* [YOUR OBJECTIVE]
Only the lines from the start of the data through the line containing "Target: clock face" should be written out, exactly as they are, with both ends included and the pictures left out.

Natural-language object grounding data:
****************************************

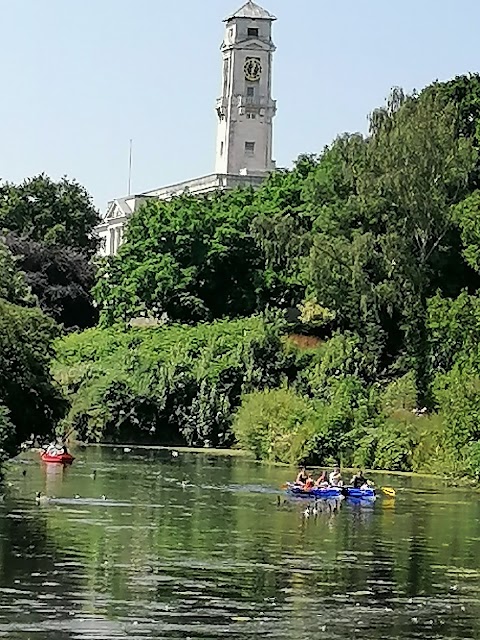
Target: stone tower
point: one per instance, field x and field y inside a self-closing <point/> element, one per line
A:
<point x="246" y="109"/>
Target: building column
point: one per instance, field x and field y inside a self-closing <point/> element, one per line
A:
<point x="111" y="248"/>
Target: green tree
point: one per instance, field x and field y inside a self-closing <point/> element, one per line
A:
<point x="26" y="387"/>
<point x="58" y="213"/>
<point x="377" y="272"/>
<point x="192" y="258"/>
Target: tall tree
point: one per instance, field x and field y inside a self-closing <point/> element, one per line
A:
<point x="57" y="213"/>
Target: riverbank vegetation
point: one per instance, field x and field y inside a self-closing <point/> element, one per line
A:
<point x="333" y="314"/>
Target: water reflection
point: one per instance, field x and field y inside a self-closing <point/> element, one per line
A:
<point x="155" y="547"/>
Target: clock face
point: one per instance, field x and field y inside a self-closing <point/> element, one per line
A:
<point x="253" y="69"/>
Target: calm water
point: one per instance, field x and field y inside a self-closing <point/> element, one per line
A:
<point x="196" y="547"/>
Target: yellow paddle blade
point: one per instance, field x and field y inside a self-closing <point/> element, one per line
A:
<point x="389" y="491"/>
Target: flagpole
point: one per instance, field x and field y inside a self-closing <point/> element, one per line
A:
<point x="130" y="169"/>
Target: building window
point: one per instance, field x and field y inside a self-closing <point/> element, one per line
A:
<point x="249" y="148"/>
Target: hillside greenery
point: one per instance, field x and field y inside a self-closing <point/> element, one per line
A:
<point x="331" y="314"/>
<point x="30" y="401"/>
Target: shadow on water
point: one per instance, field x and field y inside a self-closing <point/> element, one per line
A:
<point x="140" y="544"/>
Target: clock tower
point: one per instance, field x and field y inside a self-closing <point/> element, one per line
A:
<point x="246" y="109"/>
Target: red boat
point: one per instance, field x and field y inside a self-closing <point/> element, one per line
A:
<point x="61" y="458"/>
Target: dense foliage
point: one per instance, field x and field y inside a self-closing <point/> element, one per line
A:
<point x="369" y="253"/>
<point x="375" y="244"/>
<point x="49" y="226"/>
<point x="30" y="402"/>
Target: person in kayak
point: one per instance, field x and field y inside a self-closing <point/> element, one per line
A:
<point x="359" y="481"/>
<point x="309" y="483"/>
<point x="335" y="478"/>
<point x="322" y="480"/>
<point x="302" y="476"/>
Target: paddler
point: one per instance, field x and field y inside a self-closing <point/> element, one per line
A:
<point x="302" y="476"/>
<point x="335" y="478"/>
<point x="322" y="480"/>
<point x="359" y="481"/>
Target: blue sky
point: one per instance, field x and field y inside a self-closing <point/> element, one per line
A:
<point x="82" y="77"/>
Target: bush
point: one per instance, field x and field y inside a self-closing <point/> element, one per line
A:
<point x="275" y="425"/>
<point x="175" y="383"/>
<point x="27" y="390"/>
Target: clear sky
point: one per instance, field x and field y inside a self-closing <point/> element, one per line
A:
<point x="82" y="77"/>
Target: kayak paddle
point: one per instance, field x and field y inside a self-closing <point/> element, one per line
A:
<point x="389" y="491"/>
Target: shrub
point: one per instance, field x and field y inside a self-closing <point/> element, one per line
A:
<point x="275" y="425"/>
<point x="175" y="383"/>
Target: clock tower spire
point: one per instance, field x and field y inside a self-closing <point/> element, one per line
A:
<point x="246" y="109"/>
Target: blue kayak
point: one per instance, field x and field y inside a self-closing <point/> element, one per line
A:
<point x="325" y="493"/>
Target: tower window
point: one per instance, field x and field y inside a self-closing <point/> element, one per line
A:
<point x="249" y="148"/>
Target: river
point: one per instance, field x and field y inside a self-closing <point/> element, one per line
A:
<point x="195" y="546"/>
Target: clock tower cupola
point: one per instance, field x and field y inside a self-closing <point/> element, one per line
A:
<point x="245" y="109"/>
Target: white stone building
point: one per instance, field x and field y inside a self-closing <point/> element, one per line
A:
<point x="245" y="122"/>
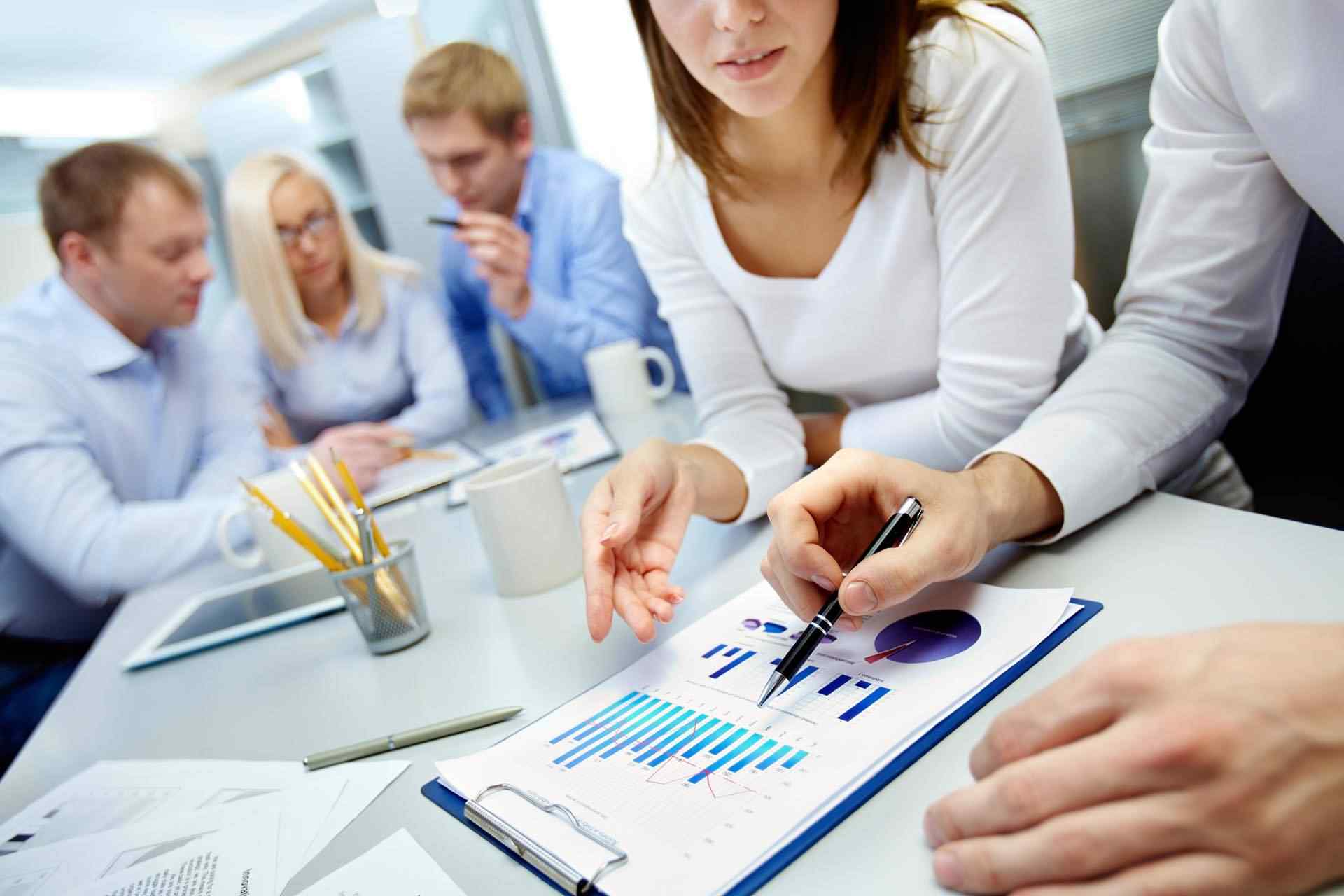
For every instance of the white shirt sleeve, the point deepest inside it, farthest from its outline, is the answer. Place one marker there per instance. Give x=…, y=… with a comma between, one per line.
x=1003, y=220
x=1212, y=251
x=742, y=413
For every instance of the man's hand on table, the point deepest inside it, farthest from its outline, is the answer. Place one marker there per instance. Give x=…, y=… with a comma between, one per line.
x=1199, y=763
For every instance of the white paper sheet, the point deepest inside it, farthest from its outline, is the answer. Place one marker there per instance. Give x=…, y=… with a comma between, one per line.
x=111, y=794
x=417, y=475
x=574, y=442
x=80, y=862
x=234, y=862
x=397, y=867
x=673, y=761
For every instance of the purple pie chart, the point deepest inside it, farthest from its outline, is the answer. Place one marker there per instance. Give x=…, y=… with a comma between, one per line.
x=930, y=636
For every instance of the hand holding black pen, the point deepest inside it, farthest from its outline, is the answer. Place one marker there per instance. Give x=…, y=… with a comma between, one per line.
x=892, y=535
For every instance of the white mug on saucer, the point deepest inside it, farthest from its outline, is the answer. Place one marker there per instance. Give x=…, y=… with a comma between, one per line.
x=272, y=547
x=527, y=526
x=620, y=377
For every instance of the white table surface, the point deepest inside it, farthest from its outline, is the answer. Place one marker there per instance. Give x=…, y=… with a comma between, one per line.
x=1161, y=564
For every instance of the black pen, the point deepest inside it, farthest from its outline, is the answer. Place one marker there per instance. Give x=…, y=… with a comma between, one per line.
x=892, y=535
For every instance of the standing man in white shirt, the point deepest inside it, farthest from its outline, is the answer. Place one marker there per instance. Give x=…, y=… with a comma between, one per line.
x=1222, y=773
x=118, y=449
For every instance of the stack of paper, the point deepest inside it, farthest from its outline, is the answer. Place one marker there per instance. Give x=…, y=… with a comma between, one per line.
x=192, y=828
x=673, y=762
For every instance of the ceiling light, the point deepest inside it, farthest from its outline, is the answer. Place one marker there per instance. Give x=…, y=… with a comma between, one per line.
x=393, y=8
x=77, y=115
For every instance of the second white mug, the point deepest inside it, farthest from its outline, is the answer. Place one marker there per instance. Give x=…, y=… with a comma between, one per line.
x=619, y=377
x=272, y=547
x=526, y=524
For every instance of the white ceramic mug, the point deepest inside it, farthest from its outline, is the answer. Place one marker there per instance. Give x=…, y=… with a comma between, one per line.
x=526, y=524
x=272, y=547
x=619, y=377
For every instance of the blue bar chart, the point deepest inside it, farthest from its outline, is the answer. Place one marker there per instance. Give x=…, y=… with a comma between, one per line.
x=838, y=685
x=652, y=731
x=742, y=657
x=874, y=696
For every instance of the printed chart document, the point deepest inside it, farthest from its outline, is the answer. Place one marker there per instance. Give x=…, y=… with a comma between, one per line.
x=397, y=867
x=235, y=862
x=113, y=794
x=295, y=816
x=673, y=761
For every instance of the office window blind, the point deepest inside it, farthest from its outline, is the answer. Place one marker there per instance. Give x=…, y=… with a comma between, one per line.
x=1102, y=55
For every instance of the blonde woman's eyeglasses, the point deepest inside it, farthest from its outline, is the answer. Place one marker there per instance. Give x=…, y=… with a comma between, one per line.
x=316, y=225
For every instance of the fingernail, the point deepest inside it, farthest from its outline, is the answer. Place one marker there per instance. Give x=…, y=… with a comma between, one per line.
x=946, y=868
x=933, y=830
x=859, y=598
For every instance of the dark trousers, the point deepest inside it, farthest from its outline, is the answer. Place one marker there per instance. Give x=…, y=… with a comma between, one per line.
x=31, y=676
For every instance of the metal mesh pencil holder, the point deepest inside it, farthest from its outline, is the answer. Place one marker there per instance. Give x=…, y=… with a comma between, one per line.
x=385, y=599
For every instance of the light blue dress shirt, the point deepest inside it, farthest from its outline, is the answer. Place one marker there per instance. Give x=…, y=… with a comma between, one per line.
x=405, y=371
x=116, y=461
x=588, y=288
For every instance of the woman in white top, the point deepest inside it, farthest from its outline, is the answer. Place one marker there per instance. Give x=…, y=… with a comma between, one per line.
x=337, y=342
x=870, y=199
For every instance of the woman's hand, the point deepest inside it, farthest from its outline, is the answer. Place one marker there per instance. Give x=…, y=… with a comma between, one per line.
x=634, y=524
x=365, y=448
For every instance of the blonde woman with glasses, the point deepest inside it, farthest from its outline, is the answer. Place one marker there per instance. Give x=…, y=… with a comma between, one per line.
x=337, y=343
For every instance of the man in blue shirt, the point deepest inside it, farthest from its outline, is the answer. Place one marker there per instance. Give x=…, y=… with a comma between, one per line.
x=118, y=450
x=539, y=248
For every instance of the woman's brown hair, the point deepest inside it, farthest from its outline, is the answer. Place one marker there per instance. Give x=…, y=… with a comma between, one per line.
x=870, y=94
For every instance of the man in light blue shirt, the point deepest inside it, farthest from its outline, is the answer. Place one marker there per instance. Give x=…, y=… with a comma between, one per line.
x=539, y=248
x=118, y=449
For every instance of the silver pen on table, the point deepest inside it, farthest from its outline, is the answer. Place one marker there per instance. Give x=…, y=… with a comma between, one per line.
x=409, y=738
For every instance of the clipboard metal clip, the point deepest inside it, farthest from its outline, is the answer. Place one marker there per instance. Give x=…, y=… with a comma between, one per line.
x=534, y=853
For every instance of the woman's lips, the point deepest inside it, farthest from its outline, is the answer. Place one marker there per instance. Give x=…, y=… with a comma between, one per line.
x=758, y=66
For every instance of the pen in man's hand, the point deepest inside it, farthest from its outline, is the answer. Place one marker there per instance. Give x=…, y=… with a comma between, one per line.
x=892, y=535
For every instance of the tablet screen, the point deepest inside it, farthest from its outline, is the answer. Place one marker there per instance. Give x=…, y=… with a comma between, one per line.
x=253, y=603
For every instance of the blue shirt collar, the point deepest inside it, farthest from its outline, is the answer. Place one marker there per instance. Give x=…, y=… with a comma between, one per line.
x=347, y=324
x=100, y=346
x=527, y=197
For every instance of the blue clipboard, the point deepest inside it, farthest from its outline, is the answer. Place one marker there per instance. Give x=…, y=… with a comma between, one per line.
x=456, y=806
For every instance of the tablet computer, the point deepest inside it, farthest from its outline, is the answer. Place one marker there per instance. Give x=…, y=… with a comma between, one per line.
x=241, y=610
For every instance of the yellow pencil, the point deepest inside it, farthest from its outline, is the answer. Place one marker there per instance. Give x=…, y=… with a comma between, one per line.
x=334, y=496
x=332, y=520
x=359, y=501
x=295, y=531
x=388, y=586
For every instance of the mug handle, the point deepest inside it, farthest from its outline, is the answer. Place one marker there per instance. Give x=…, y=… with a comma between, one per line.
x=248, y=561
x=660, y=358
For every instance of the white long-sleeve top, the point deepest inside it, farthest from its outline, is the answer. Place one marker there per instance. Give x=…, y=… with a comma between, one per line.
x=945, y=314
x=1247, y=132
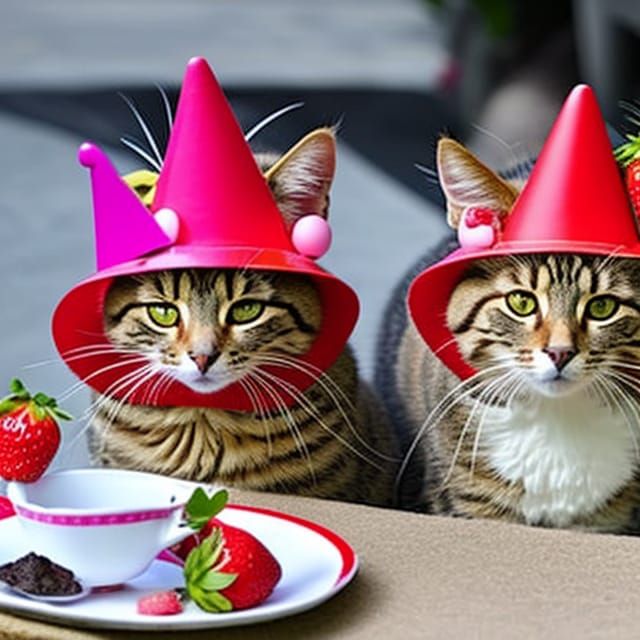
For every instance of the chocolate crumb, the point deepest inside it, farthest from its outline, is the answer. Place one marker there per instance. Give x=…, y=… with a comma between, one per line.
x=38, y=575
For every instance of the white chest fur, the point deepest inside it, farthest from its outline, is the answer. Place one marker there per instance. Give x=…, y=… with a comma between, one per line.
x=571, y=455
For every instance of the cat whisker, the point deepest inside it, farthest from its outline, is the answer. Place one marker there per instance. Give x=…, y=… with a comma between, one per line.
x=91, y=411
x=461, y=391
x=255, y=397
x=328, y=385
x=132, y=144
x=509, y=391
x=145, y=374
x=270, y=118
x=145, y=129
x=263, y=381
x=167, y=107
x=311, y=410
x=469, y=421
x=77, y=386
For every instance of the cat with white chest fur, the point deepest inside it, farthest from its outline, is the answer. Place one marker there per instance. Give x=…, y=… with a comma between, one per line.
x=516, y=372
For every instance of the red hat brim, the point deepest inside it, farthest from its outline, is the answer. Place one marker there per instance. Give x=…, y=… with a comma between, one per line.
x=431, y=290
x=78, y=325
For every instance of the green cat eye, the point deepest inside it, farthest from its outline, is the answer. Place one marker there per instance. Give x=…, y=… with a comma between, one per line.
x=245, y=311
x=164, y=315
x=522, y=303
x=602, y=307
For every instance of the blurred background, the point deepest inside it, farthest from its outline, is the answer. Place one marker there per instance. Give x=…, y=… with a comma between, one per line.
x=394, y=74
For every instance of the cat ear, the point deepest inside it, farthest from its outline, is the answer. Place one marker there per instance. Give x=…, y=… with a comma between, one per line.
x=467, y=182
x=301, y=179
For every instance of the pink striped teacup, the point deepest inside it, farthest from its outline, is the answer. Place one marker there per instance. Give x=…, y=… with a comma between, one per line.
x=106, y=525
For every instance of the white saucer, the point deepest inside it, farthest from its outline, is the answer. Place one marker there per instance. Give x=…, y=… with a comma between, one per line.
x=316, y=564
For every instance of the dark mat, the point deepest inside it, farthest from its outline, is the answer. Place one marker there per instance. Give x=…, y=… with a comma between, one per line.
x=392, y=129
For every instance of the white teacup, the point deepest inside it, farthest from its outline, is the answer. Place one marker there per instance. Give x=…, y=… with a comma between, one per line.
x=105, y=525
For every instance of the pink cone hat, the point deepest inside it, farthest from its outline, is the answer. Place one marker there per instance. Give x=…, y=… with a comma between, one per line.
x=574, y=202
x=212, y=209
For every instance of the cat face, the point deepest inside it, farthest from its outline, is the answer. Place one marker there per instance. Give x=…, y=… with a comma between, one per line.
x=557, y=323
x=562, y=322
x=210, y=328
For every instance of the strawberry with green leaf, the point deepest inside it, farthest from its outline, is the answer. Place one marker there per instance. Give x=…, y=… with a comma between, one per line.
x=230, y=570
x=628, y=156
x=225, y=568
x=29, y=433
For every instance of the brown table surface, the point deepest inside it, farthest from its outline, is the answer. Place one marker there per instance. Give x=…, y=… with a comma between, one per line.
x=430, y=577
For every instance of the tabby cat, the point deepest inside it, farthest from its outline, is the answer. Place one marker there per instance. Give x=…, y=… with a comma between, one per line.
x=546, y=432
x=208, y=328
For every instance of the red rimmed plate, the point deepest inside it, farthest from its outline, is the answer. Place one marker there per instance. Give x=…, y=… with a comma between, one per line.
x=316, y=564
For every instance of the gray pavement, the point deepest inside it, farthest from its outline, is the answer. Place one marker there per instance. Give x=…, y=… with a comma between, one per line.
x=380, y=227
x=383, y=43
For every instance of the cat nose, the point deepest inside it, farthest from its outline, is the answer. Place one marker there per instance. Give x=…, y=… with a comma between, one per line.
x=560, y=356
x=204, y=361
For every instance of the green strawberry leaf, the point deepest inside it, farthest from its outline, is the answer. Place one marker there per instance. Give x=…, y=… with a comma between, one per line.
x=216, y=581
x=7, y=405
x=210, y=601
x=203, y=581
x=201, y=508
x=18, y=389
x=61, y=413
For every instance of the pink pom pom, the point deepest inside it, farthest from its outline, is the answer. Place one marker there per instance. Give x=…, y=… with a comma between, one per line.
x=311, y=236
x=169, y=222
x=478, y=228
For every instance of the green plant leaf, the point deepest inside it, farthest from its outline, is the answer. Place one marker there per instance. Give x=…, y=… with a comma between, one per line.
x=7, y=405
x=18, y=390
x=201, y=508
x=215, y=581
x=61, y=413
x=210, y=601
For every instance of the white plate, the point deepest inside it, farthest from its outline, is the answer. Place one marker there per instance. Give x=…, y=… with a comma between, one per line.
x=316, y=564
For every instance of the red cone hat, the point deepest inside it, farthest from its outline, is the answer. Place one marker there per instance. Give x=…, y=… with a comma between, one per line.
x=212, y=209
x=574, y=202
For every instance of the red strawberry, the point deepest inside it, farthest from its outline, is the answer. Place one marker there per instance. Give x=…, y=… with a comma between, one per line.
x=475, y=216
x=6, y=508
x=628, y=155
x=29, y=434
x=160, y=603
x=231, y=569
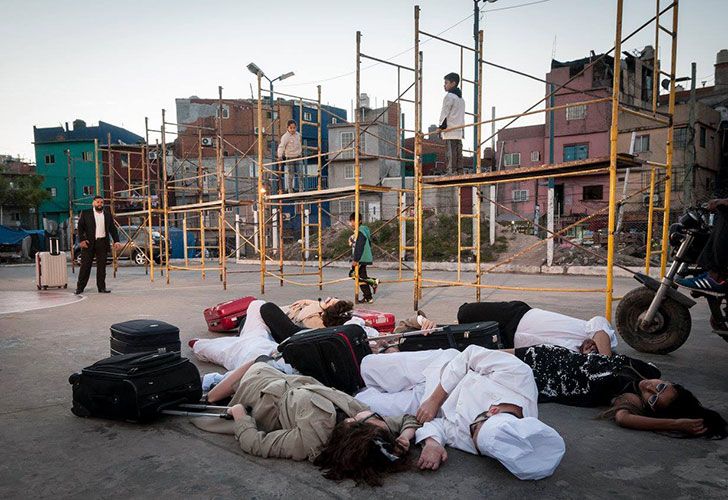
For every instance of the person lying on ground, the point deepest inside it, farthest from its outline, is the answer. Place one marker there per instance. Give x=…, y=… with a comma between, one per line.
x=523, y=326
x=638, y=397
x=479, y=401
x=293, y=416
x=255, y=337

****************************************

* [RESPONSE TO THIS TASK]
Target: stone tower
point: one per instance, field x and field y inside a self-closing <point/> element, one per line
A:
<point x="246" y="109"/>
Target: building column
point: one per instance, field x and field y inside a self-closing <point/> element, one per line
A:
<point x="111" y="248"/>
Target: green tree
point: one per instance, field x and field y inside a self-closing <point/> element, one per line
A:
<point x="26" y="387"/>
<point x="58" y="213"/>
<point x="377" y="272"/>
<point x="192" y="258"/>
Target: tall tree
point: one per instance, field x and field y inside a self-closing <point/> element, one per line
A:
<point x="57" y="213"/>
Target: riverbank vegetation
point: one per instance, field x and field y inside a self-closing <point/> element, one per line
A:
<point x="333" y="314"/>
Target: water reflection
point: one per instance, field x and field y inside a self-closing <point/> element, one per line
A:
<point x="155" y="547"/>
Target: clock face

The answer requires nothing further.